= Excerpt provided =
Upon executing these parameters, with the wavelet method such that nn=16, I obtain the following plots of the fluid temperature profiles For nn=40, the plot is like the following: Lastly, the nn=96 gives: As it is clear that the fluid temperature profiles experience spikes. Although, they do decrease in magnitude with increasing nn. I would like to know the reason as to why this is happening and if they can be removed. I have checked that the insulation boundary conditions on x=0,1 are satisfied to the order of 10^-12.

• There is a typo in eq2 = D[T[x], x] + bh (Tfh[x] - T[x]) == 0;. Feb 13, 2022 at 3:00
• If fluid flows at y=0, y=1are opposite then it should be eq2 = D[Tfh[x], x] + bh (Tfh[x] - T[x, 1]) == 0; bc2 = Tfh == 1; eq3 = D[Tfc[x], x] + bc (T[x, 0] - Tfc[x]) == 0; bc3 = Tfc == 0; Feb 13, 2022 at 3:32
• @AlexTrounev yes you are right about the typos in eq2 and eq3, but they are not being used while solving the system. The implementation of these in eqn, I have used bh (Tfh[xcol[[i]]] - u2[xcol[[i]], 1]) and similarly for the bc equation. Feb 13, 2022 at 4:04
• There is also typo in eqn in the line tcy[xcol[[i]]] + bc (u2[xcol[[i]], 0] - Tfc[xcol[[i]]]) == 0. tcy is not defined. Feb 13, 2022 at 4:53
• In the last example there is numerical instability due to large bc, bh. To avoid this instability we need take dx<Min[{1/bc,1/bh}], and nn=Round[1/dx ] consequently. Therefore, nn>355 for this case. So, we need supercomputer or other method to compute cases with large bc, bh. Feb 15, 2022 at 16:28

Solution with Euler wavelets:

eq1 = \[Lambda]x D[T[x, y], x, x] + \[Lambda]y D[T[x, y], y, y] ==
0; bc1 = {(D[T[x, y], y] + rh (Tfh[x] - T[x, y]) == 0) /.

= Exercise directions =
Reproduce the thread excerpt above from "Upon executing these" up to and including "order of 10^-12.", swapping every "fluid temperature profiles" for "fluid temperature curves".

= Dataset section =

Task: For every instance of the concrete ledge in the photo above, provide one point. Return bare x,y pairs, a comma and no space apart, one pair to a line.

= Response to the exercise =
Upon executing these parameters, with the wavelet method such that nn=16, I obtain the following plots of the fluid temperature curves For nn=40, the plot is like the following: Lastly, the nn=96 gives: As it is clear that the fluid temperature curves experience spikes. Although, they do decrease in magnitude with increasing nn. I would like to know the reason as to why this is happening and if they can be removed. I have checked that the insulation boundary conditions on x=0,1 are satisfied to the order of 10^-12.